### TAREA PROPUESTA A
Pasa las filas de más abajo a un CSV de dos columnas, entrada y salida, con una línea para cada texto y su respuesta. Pon cada uno en un único campo entre comillas y cambia los saltos de línea por espacios.

A la anécdota del ratón y el elefante le seguía siempre la del enigma de los dos hermanos; en ese momento mi madre y yo ya nos habíamos esfumado del cuarto de estar.
El viajero llega a una encrucijada y no sabe qué dirección tomar. Dos hermanos viven en esta encrucijada. Uno siempre miente, y el otro siempre dice la verdad. ¿Cómo sabes cuál es el buen camino? Paraguay me recuerda mucho a esta adivinanza.

El otro día mi novia le preguntó una dirección a un hombre del mostrador de un videoclub.

Tengo que aclarar que por regla general los hombres nunca preguntamos las calles; eso es tarea de mujeres. Gracias a Dios que no tenemos vehículo y nos ahorramos las pequeñas guerras de mapas en un tranquilo día de excursión al campo.

Pero bueno, sigamos.
El hombre del videoclub llevaba anteojos por lo que parecía estar capacitado para leer. Muy pensativo, se rascó la cabeza, miró al techo y respondió: Ni i-de-a.
La (gran) calle en cuestión estaba a no más de 50 metros.

Me di por vencido en el socorro a mi ubicación asuncena; mi novia guarda aún un atisbo de esperanza.

Si le preguntas al conductor del colectivo si pasa cerca de tal o tal calle, siempre te dirá que por supuesto. Le puedes preguntar por Xanadú, Patolandia o el Dorado y nunca te defraudará.
Cada pasajero y cada guaraní cuentan. Comprendo esto, también que no quieran decepcionar a su jefe, y que son estas las principales razones de que manejen como si fuesen Stevie Wonder. Parece que tampoco hace falta tener conocimiento de las calles; su vehículo lo usan como si fuesen por los túneles del metro.
Por cierto, no me extraña que se le pregunte por Patolandia siendo Asunción la única ciudad de Sudamérica con una calle llamada Walt Disney.

Poco a poco empiezo a estar convencido de que la mayoría de los paraguayos están en desafío con la orientación. La solución es fácil; solo salgo de casa pegado a un mapa callejero. Pero aun así el éxito no está garantizado puesto que la municipalidad no es muy generosa con los paneles callejeros.

Pero siempre encuentras algo peor.

Como cuando no conocen el camino y te dirigen completamente en sentido contrario.

Supongo que será un fenómeno antropológico.

### DATOS PROPORCIONADOS
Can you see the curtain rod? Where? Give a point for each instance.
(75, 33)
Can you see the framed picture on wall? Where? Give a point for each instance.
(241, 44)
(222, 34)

### TAREA PROPUESTA B
Responde brevemente, según el fragmento sobre orientarse en Paraguay:
(i) ¿En qué tipo de local trabajaba el hombre al que la novia le preguntó una dirección?
(ii) ¿A cuántos metros como máximo estaba la calle por la que se preguntaba?
(iii) ¿Qué nombre de calle tiene Asunción que, según el texto, no tiene ninguna otra ciudad de Sudamérica?

### RESPUESTA DEL EJERCICIO A
entrada,salida
"Can you see the curtain rod? Where? Give a point for each instance.","(75, 33)"
"Can you see the framed picture on wall? Where? Give a point for each instance.","(241, 44) (222, 34)"

### RESPUESTA DEL EJERCICIO B
(i) En un videoclub.
(ii) A no más de 50 metros.
(iii) Walt Disney.